**Work task:** The response must consist of every record, restated word for word.
-.-.-
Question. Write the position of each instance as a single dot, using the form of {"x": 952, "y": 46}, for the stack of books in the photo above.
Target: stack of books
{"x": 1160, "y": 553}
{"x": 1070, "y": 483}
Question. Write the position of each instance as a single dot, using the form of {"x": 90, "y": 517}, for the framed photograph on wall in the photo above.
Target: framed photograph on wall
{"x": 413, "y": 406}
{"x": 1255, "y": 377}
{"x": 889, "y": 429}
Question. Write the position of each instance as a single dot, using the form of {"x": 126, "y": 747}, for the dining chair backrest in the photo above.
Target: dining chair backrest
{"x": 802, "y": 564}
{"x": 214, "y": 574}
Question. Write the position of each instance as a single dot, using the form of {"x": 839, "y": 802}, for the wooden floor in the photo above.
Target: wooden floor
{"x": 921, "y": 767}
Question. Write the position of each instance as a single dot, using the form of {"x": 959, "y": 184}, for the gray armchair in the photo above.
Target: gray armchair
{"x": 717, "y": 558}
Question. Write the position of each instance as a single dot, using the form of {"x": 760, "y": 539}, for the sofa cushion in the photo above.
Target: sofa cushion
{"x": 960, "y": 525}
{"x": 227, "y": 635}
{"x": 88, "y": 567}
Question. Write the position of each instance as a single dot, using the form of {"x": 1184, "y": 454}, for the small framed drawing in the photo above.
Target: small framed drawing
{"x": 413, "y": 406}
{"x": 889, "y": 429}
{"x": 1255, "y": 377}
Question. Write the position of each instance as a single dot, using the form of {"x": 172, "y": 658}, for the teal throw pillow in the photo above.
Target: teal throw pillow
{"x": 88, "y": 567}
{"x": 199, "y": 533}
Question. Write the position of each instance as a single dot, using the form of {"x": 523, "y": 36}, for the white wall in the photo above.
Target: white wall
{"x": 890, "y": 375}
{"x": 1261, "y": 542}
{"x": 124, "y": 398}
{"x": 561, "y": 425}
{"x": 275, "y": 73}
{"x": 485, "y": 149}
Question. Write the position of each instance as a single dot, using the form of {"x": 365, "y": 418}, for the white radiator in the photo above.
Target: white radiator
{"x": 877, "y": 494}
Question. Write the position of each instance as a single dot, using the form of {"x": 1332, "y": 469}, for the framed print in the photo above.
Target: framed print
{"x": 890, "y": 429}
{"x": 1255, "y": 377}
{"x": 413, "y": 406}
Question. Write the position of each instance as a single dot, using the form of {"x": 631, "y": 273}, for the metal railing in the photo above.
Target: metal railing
-.-.-
**Exercise response:**
Question. Write the position of each instance as a single dot, using the form of {"x": 952, "y": 46}, for the stack of books in the photo above.
Target: stack of books
{"x": 1160, "y": 553}
{"x": 1070, "y": 483}
Question. Write the position of each instance as a single dot, using the form of {"x": 90, "y": 517}, for the framed photograph on wall in the photo above.
Target: framed photograph on wall
{"x": 413, "y": 406}
{"x": 1255, "y": 377}
{"x": 889, "y": 429}
Question. Write the position of each instance as a single dot, using the form of {"x": 126, "y": 747}, for the dining chair backrest in the photo above.
Target: dining chair backrest
{"x": 802, "y": 564}
{"x": 214, "y": 574}
Question. Write the position of each instance as a single dot, using the form of {"x": 839, "y": 802}, for the wooden floor in the photo above.
Target: wooden floor
{"x": 921, "y": 767}
Question. Write the position of each instance as a single dot, using the form of {"x": 959, "y": 184}, for the gray armchair in the photo above.
Target: gray armchair
{"x": 717, "y": 558}
Question. Write the position of each instance as a single dot, using the form of {"x": 760, "y": 539}, for the sofa cushion in the photo above.
Target: sofa cushion
{"x": 960, "y": 525}
{"x": 227, "y": 635}
{"x": 88, "y": 567}
Question. Write the position of each instance as a single dot, using the form of {"x": 1184, "y": 454}, for the small framed drawing in the photo above.
Target: small framed drawing
{"x": 413, "y": 406}
{"x": 889, "y": 429}
{"x": 1255, "y": 377}
Question. Write the position of each instance as a single dot, using the form of {"x": 172, "y": 658}, for the teal throw pillow in the photo above.
Target: teal throw pillow
{"x": 88, "y": 567}
{"x": 199, "y": 533}
Question. Write the position of each instance as a single dot, using the form of {"x": 523, "y": 36}, for the white wall in the photo above.
Target: white wall
{"x": 890, "y": 375}
{"x": 1261, "y": 542}
{"x": 124, "y": 398}
{"x": 561, "y": 425}
{"x": 275, "y": 73}
{"x": 485, "y": 149}
Question. Write the position of each instance as a single dot, using the form of {"x": 365, "y": 418}, for the white radiator in the photo above.
Target: white radiator
{"x": 877, "y": 494}
Question. Write the position of each instance as a single dot, using the form of {"x": 1332, "y": 469}, for the framed print in the photo above.
Target: framed print
{"x": 890, "y": 429}
{"x": 1255, "y": 377}
{"x": 413, "y": 406}
Question. Write the position of each instance as a single dot, using the form of {"x": 631, "y": 273}, for the metal railing in the photo above.
Target: metal railing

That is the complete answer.